**TASK TO CARRY OUT:** Print, word for word, every line from the beginning of the listing up to and including the line with "Reviewer note: confirm that every instance of the kitchen knife". Pictures are to be excluded.

┌──

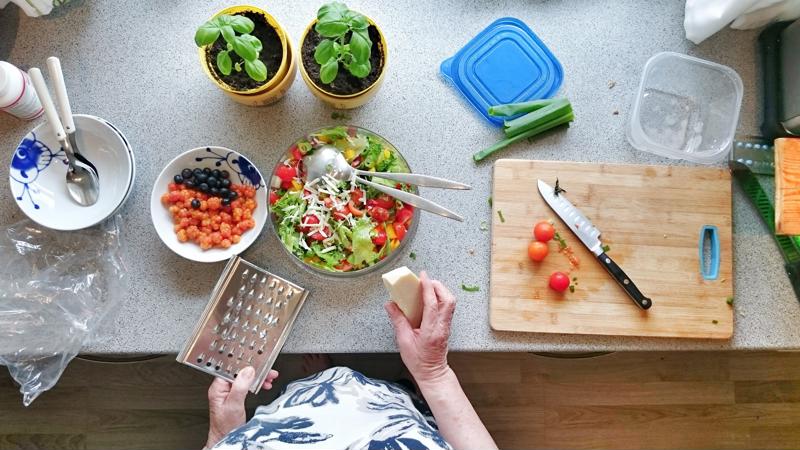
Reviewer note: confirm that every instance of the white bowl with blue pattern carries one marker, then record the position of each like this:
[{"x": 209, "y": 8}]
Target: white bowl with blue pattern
[
  {"x": 242, "y": 172},
  {"x": 38, "y": 169}
]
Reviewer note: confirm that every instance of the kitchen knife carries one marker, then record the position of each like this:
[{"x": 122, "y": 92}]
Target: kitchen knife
[{"x": 590, "y": 236}]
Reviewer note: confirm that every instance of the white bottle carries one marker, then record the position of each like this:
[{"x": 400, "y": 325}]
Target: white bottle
[{"x": 17, "y": 96}]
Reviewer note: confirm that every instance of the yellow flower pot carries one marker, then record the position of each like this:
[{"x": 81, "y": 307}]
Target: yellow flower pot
[
  {"x": 348, "y": 101},
  {"x": 267, "y": 93}
]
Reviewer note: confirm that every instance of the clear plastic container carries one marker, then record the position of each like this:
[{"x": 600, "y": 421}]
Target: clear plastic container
[{"x": 685, "y": 108}]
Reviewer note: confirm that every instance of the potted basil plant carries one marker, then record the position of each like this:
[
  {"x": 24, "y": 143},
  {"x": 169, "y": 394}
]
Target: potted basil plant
[
  {"x": 247, "y": 54},
  {"x": 343, "y": 56}
]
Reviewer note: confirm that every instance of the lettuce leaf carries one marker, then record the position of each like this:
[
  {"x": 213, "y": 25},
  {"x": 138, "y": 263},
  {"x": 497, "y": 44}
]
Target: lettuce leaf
[{"x": 363, "y": 250}]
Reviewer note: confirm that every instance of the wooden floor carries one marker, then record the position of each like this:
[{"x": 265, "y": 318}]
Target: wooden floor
[{"x": 622, "y": 400}]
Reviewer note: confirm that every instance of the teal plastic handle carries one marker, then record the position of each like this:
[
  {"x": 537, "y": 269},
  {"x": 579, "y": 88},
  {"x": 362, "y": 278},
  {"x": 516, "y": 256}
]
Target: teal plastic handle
[{"x": 710, "y": 271}]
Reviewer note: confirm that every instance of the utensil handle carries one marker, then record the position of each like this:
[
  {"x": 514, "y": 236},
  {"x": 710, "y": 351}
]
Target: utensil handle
[
  {"x": 47, "y": 103},
  {"x": 64, "y": 108},
  {"x": 623, "y": 280},
  {"x": 416, "y": 179},
  {"x": 413, "y": 200}
]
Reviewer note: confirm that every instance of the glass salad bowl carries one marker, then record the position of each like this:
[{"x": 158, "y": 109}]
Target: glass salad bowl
[{"x": 335, "y": 228}]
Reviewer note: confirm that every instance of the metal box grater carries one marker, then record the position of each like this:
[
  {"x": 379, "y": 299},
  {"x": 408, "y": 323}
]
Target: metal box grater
[{"x": 245, "y": 323}]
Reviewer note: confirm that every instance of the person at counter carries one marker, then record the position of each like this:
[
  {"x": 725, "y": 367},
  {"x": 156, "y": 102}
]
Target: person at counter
[{"x": 341, "y": 408}]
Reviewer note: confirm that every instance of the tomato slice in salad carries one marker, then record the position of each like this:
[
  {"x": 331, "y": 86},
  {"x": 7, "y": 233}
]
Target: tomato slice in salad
[
  {"x": 380, "y": 236},
  {"x": 378, "y": 213}
]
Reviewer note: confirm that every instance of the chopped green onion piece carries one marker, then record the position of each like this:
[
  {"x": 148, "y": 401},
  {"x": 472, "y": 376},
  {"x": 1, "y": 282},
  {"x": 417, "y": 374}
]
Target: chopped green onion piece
[
  {"x": 472, "y": 288},
  {"x": 553, "y": 111},
  {"x": 512, "y": 109},
  {"x": 524, "y": 135}
]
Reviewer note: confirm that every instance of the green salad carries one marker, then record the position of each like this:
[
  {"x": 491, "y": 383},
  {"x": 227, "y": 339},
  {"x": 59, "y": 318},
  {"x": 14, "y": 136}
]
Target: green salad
[{"x": 339, "y": 226}]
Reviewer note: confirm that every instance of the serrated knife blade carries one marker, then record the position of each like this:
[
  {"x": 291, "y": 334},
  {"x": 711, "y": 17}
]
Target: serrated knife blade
[{"x": 589, "y": 235}]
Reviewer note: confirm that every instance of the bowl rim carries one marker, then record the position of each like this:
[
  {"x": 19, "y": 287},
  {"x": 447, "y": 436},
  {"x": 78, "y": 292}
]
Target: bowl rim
[
  {"x": 122, "y": 199},
  {"x": 327, "y": 274},
  {"x": 217, "y": 254}
]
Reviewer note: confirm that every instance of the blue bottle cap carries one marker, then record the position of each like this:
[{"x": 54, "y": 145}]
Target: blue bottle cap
[{"x": 504, "y": 63}]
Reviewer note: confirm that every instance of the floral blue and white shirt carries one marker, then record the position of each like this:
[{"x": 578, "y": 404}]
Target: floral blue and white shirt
[{"x": 339, "y": 408}]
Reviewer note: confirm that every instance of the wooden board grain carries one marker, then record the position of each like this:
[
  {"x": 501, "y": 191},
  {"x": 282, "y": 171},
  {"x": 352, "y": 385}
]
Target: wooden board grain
[
  {"x": 650, "y": 216},
  {"x": 787, "y": 186}
]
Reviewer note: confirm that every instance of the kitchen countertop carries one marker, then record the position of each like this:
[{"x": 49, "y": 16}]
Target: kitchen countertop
[{"x": 137, "y": 67}]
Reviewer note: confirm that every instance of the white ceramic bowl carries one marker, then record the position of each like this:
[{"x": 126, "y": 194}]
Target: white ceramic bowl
[
  {"x": 37, "y": 174},
  {"x": 242, "y": 172}
]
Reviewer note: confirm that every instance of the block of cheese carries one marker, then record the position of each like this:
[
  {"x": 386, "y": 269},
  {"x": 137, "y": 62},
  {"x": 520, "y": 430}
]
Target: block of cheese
[
  {"x": 787, "y": 186},
  {"x": 404, "y": 289}
]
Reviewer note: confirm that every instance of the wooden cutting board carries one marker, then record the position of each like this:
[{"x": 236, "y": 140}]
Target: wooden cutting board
[{"x": 651, "y": 217}]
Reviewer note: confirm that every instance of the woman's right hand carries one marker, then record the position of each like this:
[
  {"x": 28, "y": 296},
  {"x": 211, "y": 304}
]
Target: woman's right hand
[{"x": 424, "y": 349}]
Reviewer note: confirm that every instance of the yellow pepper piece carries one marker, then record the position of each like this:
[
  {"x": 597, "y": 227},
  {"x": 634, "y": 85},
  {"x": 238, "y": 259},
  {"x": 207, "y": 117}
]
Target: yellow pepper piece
[
  {"x": 296, "y": 185},
  {"x": 390, "y": 232}
]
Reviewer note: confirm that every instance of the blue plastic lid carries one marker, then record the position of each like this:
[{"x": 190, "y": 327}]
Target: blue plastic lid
[{"x": 504, "y": 63}]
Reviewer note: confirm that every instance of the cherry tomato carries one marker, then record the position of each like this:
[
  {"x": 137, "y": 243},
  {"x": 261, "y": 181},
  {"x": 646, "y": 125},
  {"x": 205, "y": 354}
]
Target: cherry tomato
[
  {"x": 384, "y": 201},
  {"x": 354, "y": 210},
  {"x": 273, "y": 197},
  {"x": 404, "y": 214},
  {"x": 544, "y": 231},
  {"x": 399, "y": 230},
  {"x": 559, "y": 281},
  {"x": 380, "y": 236},
  {"x": 537, "y": 251},
  {"x": 378, "y": 213}
]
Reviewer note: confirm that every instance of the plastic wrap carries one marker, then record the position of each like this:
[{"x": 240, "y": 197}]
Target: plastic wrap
[{"x": 56, "y": 291}]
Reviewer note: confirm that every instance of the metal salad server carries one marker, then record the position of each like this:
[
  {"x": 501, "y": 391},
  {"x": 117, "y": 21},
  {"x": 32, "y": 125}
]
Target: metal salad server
[
  {"x": 65, "y": 110},
  {"x": 328, "y": 160},
  {"x": 82, "y": 183}
]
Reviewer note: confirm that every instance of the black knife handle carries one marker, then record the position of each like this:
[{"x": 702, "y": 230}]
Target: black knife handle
[{"x": 624, "y": 281}]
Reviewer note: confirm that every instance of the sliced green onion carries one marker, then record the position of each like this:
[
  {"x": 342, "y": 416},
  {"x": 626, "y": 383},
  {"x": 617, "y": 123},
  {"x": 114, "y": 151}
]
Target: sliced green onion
[
  {"x": 524, "y": 135},
  {"x": 468, "y": 288},
  {"x": 512, "y": 109},
  {"x": 557, "y": 109}
]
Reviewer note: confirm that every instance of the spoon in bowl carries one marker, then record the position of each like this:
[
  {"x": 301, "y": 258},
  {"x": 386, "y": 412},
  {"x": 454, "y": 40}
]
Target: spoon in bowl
[
  {"x": 82, "y": 183},
  {"x": 328, "y": 160}
]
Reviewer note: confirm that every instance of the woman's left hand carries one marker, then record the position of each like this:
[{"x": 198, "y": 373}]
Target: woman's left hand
[{"x": 226, "y": 403}]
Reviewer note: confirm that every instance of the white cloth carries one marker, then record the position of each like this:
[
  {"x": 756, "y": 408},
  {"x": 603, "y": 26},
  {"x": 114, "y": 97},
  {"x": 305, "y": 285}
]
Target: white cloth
[
  {"x": 339, "y": 408},
  {"x": 703, "y": 18}
]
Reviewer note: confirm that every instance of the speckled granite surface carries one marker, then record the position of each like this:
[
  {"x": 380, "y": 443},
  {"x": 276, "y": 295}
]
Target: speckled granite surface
[{"x": 137, "y": 67}]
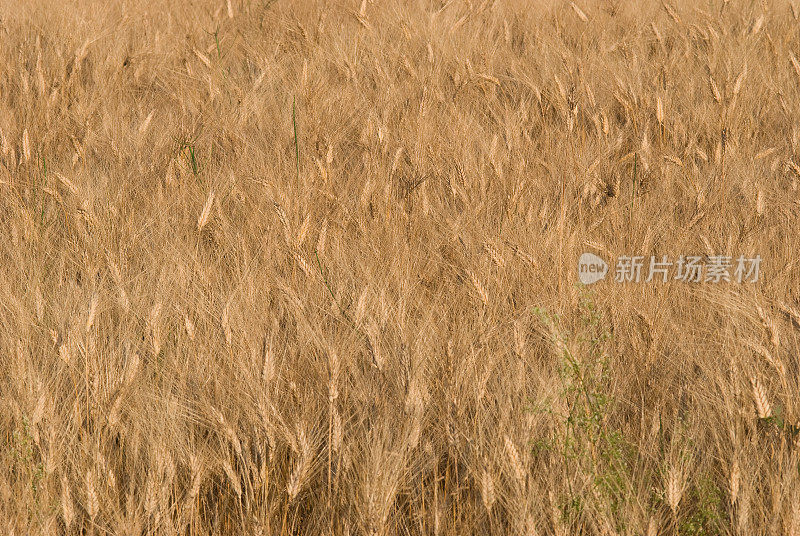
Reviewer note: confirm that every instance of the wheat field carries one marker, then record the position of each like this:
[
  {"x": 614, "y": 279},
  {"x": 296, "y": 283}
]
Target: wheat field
[{"x": 273, "y": 267}]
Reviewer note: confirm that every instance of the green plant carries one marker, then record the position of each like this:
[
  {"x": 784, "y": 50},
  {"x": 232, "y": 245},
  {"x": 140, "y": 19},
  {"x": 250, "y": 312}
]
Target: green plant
[
  {"x": 583, "y": 437},
  {"x": 23, "y": 453}
]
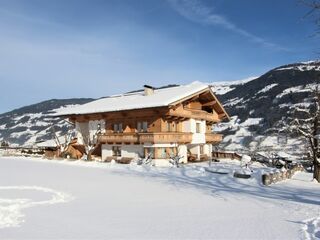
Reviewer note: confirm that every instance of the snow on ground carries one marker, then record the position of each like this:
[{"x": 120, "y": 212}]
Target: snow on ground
[
  {"x": 43, "y": 199},
  {"x": 267, "y": 88},
  {"x": 294, "y": 90}
]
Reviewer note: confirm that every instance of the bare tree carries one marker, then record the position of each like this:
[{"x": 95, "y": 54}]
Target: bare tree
[{"x": 307, "y": 124}]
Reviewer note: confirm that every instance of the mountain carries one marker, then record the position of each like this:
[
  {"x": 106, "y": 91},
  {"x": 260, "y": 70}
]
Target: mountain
[
  {"x": 258, "y": 108},
  {"x": 30, "y": 124}
]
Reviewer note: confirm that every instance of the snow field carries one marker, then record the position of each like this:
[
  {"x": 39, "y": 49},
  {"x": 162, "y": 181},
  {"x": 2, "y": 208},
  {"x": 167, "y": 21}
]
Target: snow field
[{"x": 92, "y": 200}]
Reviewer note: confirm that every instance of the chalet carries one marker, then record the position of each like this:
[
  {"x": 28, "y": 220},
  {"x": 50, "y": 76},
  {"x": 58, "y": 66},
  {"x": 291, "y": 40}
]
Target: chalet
[{"x": 159, "y": 122}]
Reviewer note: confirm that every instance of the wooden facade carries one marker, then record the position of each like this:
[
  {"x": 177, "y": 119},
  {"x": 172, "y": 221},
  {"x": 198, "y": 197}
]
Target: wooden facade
[{"x": 161, "y": 130}]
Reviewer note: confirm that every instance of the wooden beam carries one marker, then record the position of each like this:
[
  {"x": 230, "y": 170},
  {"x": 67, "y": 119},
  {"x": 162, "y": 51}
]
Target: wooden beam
[{"x": 209, "y": 103}]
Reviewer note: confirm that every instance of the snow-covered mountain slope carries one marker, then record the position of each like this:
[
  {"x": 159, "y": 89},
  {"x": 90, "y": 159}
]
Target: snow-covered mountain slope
[
  {"x": 258, "y": 107},
  {"x": 30, "y": 124},
  {"x": 261, "y": 106}
]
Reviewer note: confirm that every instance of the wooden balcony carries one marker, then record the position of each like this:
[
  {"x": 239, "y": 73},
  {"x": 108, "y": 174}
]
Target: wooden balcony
[
  {"x": 213, "y": 138},
  {"x": 166, "y": 137},
  {"x": 193, "y": 113},
  {"x": 135, "y": 138},
  {"x": 119, "y": 138}
]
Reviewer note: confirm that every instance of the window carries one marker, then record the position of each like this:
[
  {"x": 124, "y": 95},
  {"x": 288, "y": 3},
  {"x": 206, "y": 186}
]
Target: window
[
  {"x": 145, "y": 126},
  {"x": 116, "y": 151},
  {"x": 198, "y": 127},
  {"x": 201, "y": 149},
  {"x": 171, "y": 126},
  {"x": 117, "y": 127},
  {"x": 162, "y": 153},
  {"x": 174, "y": 127},
  {"x": 142, "y": 126},
  {"x": 150, "y": 151},
  {"x": 139, "y": 127}
]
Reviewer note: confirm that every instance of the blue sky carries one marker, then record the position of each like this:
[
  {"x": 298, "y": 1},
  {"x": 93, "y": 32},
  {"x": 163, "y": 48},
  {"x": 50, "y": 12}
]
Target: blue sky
[{"x": 93, "y": 48}]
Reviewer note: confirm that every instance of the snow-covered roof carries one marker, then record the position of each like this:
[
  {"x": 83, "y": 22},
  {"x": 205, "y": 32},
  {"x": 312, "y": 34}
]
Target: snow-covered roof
[
  {"x": 137, "y": 100},
  {"x": 51, "y": 142}
]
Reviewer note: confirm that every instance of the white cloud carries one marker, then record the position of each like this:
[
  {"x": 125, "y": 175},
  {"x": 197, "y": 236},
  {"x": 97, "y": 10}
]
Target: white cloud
[{"x": 195, "y": 11}]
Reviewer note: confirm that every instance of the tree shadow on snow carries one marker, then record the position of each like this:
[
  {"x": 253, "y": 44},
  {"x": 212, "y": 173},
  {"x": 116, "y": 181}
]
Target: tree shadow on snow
[{"x": 220, "y": 186}]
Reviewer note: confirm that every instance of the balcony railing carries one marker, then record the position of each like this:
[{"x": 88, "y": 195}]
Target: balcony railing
[
  {"x": 162, "y": 137},
  {"x": 119, "y": 138},
  {"x": 213, "y": 138}
]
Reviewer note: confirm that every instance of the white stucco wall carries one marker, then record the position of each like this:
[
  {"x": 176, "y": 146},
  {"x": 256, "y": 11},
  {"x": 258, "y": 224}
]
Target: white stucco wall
[
  {"x": 182, "y": 151},
  {"x": 106, "y": 151},
  {"x": 82, "y": 130},
  {"x": 132, "y": 151},
  {"x": 93, "y": 129},
  {"x": 86, "y": 131},
  {"x": 190, "y": 126}
]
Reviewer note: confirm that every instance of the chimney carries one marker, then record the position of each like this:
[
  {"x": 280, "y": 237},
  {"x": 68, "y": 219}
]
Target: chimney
[{"x": 148, "y": 90}]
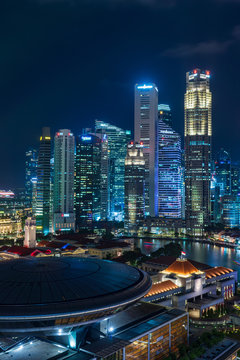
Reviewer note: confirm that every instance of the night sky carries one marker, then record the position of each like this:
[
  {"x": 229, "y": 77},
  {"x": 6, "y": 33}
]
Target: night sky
[{"x": 64, "y": 63}]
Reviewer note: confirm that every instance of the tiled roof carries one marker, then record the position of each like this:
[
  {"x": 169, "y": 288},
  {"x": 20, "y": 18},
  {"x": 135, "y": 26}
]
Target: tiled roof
[
  {"x": 182, "y": 267},
  {"x": 161, "y": 287},
  {"x": 217, "y": 271}
]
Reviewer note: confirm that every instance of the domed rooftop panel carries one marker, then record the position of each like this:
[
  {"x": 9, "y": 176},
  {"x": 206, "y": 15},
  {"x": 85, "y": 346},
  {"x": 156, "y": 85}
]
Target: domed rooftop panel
[
  {"x": 56, "y": 287},
  {"x": 182, "y": 267}
]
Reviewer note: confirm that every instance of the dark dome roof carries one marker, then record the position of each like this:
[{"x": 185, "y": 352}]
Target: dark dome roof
[{"x": 48, "y": 286}]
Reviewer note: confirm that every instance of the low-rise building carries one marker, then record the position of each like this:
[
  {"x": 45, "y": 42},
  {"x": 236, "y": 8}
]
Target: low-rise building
[{"x": 184, "y": 286}]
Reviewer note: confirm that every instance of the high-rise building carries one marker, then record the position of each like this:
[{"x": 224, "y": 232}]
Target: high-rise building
[
  {"x": 30, "y": 233},
  {"x": 169, "y": 172},
  {"x": 223, "y": 172},
  {"x": 30, "y": 175},
  {"x": 134, "y": 187},
  {"x": 117, "y": 150},
  {"x": 198, "y": 134},
  {"x": 165, "y": 114},
  {"x": 43, "y": 183},
  {"x": 88, "y": 180},
  {"x": 63, "y": 191},
  {"x": 104, "y": 178},
  {"x": 145, "y": 132},
  {"x": 231, "y": 211},
  {"x": 235, "y": 175}
]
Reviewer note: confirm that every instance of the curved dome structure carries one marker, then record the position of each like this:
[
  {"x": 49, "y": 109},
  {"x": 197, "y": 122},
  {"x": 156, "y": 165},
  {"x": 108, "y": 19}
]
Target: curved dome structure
[
  {"x": 182, "y": 267},
  {"x": 49, "y": 292}
]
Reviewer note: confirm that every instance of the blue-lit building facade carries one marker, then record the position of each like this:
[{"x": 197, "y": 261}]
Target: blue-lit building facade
[
  {"x": 117, "y": 150},
  {"x": 134, "y": 187},
  {"x": 169, "y": 172},
  {"x": 165, "y": 114},
  {"x": 197, "y": 135},
  {"x": 43, "y": 183},
  {"x": 30, "y": 176},
  {"x": 87, "y": 180},
  {"x": 145, "y": 133},
  {"x": 63, "y": 192}
]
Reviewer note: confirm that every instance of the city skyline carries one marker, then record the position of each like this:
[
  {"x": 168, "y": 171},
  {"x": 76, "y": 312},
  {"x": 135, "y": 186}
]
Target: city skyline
[{"x": 50, "y": 64}]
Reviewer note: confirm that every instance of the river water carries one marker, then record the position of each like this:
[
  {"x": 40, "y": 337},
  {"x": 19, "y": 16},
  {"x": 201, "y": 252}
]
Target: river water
[{"x": 208, "y": 254}]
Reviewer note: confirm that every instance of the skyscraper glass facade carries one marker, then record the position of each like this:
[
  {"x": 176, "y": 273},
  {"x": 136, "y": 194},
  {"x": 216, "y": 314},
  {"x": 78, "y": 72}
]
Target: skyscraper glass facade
[
  {"x": 43, "y": 183},
  {"x": 169, "y": 173},
  {"x": 88, "y": 180},
  {"x": 117, "y": 150},
  {"x": 145, "y": 133},
  {"x": 30, "y": 176},
  {"x": 134, "y": 187},
  {"x": 198, "y": 134},
  {"x": 63, "y": 199}
]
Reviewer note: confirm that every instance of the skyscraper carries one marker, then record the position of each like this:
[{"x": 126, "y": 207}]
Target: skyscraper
[
  {"x": 43, "y": 182},
  {"x": 169, "y": 175},
  {"x": 165, "y": 114},
  {"x": 198, "y": 134},
  {"x": 117, "y": 150},
  {"x": 63, "y": 198},
  {"x": 223, "y": 172},
  {"x": 145, "y": 132},
  {"x": 88, "y": 180},
  {"x": 30, "y": 175},
  {"x": 134, "y": 187}
]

└──

**WRITTEN SOLUTION:**
Reviewer note: confirm that every instance of the white bowl with blue pattern carries one marker, then record the position of each like this:
[{"x": 209, "y": 8}]
Target: white bowl with blue pattern
[
  {"x": 242, "y": 172},
  {"x": 38, "y": 169}
]
Reviewer note: confirm that every instance of the kitchen knife carries one marker, then record the position of each like this:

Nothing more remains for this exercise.